EXERCISE AIM: Transcribe the data below line for line, keeping every character unchanged.

─── RECORDS SUPPLIED ───

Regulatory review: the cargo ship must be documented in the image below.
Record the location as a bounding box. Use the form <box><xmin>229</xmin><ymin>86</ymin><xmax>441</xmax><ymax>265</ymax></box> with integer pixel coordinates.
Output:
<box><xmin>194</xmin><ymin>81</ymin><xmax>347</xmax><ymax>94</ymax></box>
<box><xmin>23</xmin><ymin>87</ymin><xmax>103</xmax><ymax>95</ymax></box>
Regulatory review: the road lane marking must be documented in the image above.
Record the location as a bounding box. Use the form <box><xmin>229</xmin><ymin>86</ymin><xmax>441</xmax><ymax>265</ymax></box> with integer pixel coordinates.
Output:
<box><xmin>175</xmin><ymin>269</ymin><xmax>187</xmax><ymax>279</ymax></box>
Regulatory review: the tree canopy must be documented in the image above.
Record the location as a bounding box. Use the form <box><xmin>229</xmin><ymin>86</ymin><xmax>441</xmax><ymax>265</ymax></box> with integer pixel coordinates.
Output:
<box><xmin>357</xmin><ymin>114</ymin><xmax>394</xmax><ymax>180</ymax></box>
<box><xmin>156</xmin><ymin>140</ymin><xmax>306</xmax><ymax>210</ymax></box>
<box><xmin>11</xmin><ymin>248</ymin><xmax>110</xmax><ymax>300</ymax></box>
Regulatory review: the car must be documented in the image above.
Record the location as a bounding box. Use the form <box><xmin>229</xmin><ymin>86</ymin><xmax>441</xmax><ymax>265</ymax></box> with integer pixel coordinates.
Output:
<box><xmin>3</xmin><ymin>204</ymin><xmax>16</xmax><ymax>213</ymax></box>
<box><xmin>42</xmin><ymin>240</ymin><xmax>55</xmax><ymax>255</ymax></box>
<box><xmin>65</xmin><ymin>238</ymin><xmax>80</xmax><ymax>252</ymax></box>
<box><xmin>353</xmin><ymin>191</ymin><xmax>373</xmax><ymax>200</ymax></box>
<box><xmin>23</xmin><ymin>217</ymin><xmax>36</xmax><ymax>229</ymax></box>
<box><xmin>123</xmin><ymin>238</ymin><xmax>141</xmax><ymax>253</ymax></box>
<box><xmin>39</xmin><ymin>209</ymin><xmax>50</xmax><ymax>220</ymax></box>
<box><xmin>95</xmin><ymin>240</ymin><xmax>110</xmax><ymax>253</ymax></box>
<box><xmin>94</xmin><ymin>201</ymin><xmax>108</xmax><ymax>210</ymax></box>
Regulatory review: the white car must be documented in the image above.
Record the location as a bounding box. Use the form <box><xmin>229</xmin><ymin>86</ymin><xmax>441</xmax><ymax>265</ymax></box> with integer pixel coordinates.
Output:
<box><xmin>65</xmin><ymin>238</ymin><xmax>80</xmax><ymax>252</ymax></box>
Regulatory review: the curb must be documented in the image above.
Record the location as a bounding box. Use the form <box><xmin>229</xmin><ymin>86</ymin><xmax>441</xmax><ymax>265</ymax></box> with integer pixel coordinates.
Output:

───

THE RESULT:
Regulatory review: the cargo ship must be documented in the image below.
Record the location as a bounding box. Use the form <box><xmin>229</xmin><ymin>86</ymin><xmax>441</xmax><ymax>265</ymax></box> with integer pixel coordinates.
Output:
<box><xmin>194</xmin><ymin>81</ymin><xmax>347</xmax><ymax>94</ymax></box>
<box><xmin>23</xmin><ymin>87</ymin><xmax>103</xmax><ymax>95</ymax></box>
Regulatory review: the road lane marking must be documented in the image above.
Record the location as a bounding box. Use the form <box><xmin>229</xmin><ymin>86</ymin><xmax>441</xmax><ymax>265</ymax></box> with integer pixel coordinates.
Output:
<box><xmin>175</xmin><ymin>269</ymin><xmax>187</xmax><ymax>279</ymax></box>
Regulatory review: the tree canopy must be documented in the image above.
Record the location as a bounding box. Use the form <box><xmin>229</xmin><ymin>86</ymin><xmax>441</xmax><ymax>265</ymax></box> with integer pixel coordinates.
Output:
<box><xmin>357</xmin><ymin>114</ymin><xmax>394</xmax><ymax>180</ymax></box>
<box><xmin>156</xmin><ymin>140</ymin><xmax>306</xmax><ymax>210</ymax></box>
<box><xmin>11</xmin><ymin>248</ymin><xmax>110</xmax><ymax>300</ymax></box>
Regulatory review: the car must be documented in the image above.
Record the location as a bounding box. Use the form <box><xmin>229</xmin><ymin>86</ymin><xmax>441</xmax><ymax>265</ymax></box> with integer pixel coordinates.
Output:
<box><xmin>3</xmin><ymin>204</ymin><xmax>16</xmax><ymax>213</ymax></box>
<box><xmin>42</xmin><ymin>240</ymin><xmax>55</xmax><ymax>255</ymax></box>
<box><xmin>65</xmin><ymin>238</ymin><xmax>80</xmax><ymax>252</ymax></box>
<box><xmin>353</xmin><ymin>191</ymin><xmax>373</xmax><ymax>200</ymax></box>
<box><xmin>23</xmin><ymin>217</ymin><xmax>36</xmax><ymax>229</ymax></box>
<box><xmin>123</xmin><ymin>238</ymin><xmax>141</xmax><ymax>253</ymax></box>
<box><xmin>39</xmin><ymin>209</ymin><xmax>50</xmax><ymax>220</ymax></box>
<box><xmin>95</xmin><ymin>240</ymin><xmax>110</xmax><ymax>253</ymax></box>
<box><xmin>94</xmin><ymin>201</ymin><xmax>108</xmax><ymax>210</ymax></box>
Regulatory review: the white car must be documented in the image above.
Record the location as a bounding box. Use the form <box><xmin>229</xmin><ymin>86</ymin><xmax>441</xmax><ymax>265</ymax></box> with integer pixel coordinates.
Output:
<box><xmin>65</xmin><ymin>238</ymin><xmax>80</xmax><ymax>252</ymax></box>
Regulatory review: the curb must be documented in the image above.
Record the location as a bounding box. Use the form <box><xmin>229</xmin><ymin>86</ymin><xmax>441</xmax><ymax>265</ymax></box> with integer pixel coordinates.
Output:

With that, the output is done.